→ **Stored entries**
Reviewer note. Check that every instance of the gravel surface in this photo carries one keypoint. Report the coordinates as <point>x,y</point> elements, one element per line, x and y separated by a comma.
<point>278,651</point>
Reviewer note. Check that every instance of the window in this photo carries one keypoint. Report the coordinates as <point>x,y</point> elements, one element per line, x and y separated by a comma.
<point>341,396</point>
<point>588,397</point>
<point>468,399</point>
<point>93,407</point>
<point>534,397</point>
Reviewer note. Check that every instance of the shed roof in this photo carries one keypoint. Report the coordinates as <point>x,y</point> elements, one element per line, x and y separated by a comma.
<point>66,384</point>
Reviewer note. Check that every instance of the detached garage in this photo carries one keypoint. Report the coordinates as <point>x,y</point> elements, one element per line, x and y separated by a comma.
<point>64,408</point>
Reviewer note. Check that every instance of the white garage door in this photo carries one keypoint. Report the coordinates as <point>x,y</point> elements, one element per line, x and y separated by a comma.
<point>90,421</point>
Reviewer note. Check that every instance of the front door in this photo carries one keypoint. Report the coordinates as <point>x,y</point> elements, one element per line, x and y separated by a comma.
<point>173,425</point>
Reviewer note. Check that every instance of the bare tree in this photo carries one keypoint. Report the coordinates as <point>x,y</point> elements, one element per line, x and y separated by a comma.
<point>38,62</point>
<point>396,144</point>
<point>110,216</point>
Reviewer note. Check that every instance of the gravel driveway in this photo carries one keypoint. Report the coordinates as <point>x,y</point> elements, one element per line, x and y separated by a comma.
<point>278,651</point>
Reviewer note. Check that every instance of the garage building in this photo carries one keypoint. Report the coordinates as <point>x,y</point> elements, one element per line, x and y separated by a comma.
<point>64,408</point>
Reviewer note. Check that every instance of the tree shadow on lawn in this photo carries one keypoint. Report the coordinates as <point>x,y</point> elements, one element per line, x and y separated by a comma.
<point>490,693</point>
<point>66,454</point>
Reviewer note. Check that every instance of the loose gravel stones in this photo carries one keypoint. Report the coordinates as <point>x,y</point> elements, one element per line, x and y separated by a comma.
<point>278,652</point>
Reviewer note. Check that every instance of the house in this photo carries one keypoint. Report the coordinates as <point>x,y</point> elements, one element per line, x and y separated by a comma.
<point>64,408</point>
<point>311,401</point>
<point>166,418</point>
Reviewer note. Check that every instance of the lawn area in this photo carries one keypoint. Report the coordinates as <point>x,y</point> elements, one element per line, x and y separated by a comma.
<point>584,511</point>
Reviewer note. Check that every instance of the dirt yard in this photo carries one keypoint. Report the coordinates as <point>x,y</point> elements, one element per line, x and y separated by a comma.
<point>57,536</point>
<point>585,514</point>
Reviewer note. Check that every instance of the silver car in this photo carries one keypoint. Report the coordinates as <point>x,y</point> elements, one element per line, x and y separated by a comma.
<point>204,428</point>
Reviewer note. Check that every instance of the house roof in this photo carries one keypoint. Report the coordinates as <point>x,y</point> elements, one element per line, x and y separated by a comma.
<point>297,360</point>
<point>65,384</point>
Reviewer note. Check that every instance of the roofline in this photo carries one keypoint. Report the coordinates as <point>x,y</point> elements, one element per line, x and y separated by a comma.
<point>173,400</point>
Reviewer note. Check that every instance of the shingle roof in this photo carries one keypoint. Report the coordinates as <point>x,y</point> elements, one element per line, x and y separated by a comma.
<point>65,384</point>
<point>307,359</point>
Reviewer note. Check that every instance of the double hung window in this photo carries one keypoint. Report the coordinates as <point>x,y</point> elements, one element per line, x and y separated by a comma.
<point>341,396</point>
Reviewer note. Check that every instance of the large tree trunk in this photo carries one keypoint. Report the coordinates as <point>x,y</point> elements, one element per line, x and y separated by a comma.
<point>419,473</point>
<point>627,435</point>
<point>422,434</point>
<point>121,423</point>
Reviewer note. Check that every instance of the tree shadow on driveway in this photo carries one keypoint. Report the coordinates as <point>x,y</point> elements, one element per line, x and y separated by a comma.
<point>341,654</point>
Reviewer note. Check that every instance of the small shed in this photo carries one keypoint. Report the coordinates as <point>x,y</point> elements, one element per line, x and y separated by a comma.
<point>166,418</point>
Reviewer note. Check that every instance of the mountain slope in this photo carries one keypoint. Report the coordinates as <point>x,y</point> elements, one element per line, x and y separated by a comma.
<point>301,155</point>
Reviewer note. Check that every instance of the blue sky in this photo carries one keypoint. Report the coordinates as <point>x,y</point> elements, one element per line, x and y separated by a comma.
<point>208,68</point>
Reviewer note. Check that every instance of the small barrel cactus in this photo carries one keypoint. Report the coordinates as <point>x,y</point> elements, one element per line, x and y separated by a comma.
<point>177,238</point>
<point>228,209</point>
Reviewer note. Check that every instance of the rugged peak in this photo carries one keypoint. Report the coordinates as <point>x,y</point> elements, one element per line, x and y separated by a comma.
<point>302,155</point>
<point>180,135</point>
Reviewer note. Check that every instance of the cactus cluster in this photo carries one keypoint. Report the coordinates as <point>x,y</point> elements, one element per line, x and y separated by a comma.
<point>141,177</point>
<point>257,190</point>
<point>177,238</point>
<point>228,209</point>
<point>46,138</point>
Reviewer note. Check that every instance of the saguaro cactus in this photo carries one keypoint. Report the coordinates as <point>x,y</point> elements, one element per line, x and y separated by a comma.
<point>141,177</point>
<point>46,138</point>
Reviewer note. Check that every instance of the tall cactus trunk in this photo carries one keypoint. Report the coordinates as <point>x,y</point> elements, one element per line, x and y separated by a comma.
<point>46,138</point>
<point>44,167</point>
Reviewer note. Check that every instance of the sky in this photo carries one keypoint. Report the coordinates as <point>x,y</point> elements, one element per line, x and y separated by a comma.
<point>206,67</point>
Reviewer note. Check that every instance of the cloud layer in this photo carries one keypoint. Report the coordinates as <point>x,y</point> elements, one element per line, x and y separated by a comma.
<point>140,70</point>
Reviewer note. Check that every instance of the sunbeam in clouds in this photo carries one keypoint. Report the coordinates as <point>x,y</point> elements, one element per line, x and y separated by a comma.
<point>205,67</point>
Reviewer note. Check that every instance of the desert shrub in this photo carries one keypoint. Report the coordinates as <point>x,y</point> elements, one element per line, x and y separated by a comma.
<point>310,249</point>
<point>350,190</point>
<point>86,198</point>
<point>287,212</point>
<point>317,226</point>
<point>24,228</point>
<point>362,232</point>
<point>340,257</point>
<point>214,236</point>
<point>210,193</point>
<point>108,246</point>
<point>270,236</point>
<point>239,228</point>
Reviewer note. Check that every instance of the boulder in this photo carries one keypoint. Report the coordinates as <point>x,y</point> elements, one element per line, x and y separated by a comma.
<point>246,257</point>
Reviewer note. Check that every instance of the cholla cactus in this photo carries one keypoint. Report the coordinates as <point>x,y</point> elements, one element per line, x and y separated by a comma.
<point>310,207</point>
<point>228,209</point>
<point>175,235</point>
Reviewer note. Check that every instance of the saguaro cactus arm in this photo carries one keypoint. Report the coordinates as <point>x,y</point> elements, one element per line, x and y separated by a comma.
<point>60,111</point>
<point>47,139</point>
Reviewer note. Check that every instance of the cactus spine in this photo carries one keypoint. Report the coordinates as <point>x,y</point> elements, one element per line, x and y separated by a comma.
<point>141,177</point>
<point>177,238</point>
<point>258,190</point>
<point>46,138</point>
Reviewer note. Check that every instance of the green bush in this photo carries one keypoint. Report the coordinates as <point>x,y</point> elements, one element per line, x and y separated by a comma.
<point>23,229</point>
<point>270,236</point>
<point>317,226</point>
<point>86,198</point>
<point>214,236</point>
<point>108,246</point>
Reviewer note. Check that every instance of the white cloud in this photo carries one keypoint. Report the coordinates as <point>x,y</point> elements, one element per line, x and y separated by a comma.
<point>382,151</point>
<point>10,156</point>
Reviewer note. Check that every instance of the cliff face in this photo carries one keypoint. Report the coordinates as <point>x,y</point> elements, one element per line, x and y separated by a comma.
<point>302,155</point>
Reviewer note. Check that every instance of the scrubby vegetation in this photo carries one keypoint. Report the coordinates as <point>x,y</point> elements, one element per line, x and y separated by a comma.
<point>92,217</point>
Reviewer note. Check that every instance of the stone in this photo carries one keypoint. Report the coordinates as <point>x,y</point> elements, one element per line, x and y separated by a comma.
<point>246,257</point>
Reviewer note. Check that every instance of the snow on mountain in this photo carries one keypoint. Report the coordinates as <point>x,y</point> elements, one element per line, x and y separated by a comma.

→ **Required work**
Everything from the line with "Reviewer note. Check that every instance of the cactus spine" to the end of the listing above needs to be duplicated exactly, both end lines included, with nothing more.

→ **Reply**
Reviewer note. Check that every instance of the cactus spine in this photo carries one keypoint. Report the coordinates as <point>x,y</point> elements, one element per line, x and y separated by a comma.
<point>141,177</point>
<point>177,238</point>
<point>258,190</point>
<point>46,138</point>
Reviewer note. Check that every instance of the green bush in this photo carries one keypoint. Report the coordinates as <point>x,y</point> elements, one element per line, x and y separated by a comma.
<point>23,229</point>
<point>270,236</point>
<point>317,226</point>
<point>86,198</point>
<point>214,236</point>
<point>108,246</point>
Reviewer note. Check that every instance of the white cloud in this photo carries one keypoint. Report the coordinates as <point>x,y</point> elements, one element per line, x and y separated by a comma.
<point>382,151</point>
<point>10,156</point>
Reviewer note. Check that every instance of the cliff face in this photo carries one keypoint. Report the coordinates as <point>x,y</point> elements, one element per line, x and y separated by a comma.
<point>302,155</point>
Reviewer note. Check that every instance of the scrubby vegetation in this photo carries one keypoint. Report the coordinates as <point>x,y</point> elements, one element per line, x and y separated by a comma.
<point>92,217</point>
Reviewer note. Check that every instance of the stone in this photo carries one keypoint. Report the coordinates as <point>x,y</point> elements, one element per line, x and y separated by a comma.
<point>246,257</point>
Reviewer note. Check that every instance of the snow on mountain in this photo carries one keypoint. Report the coordinates as <point>x,y</point> elements, one element per line, x and y separated by a comma.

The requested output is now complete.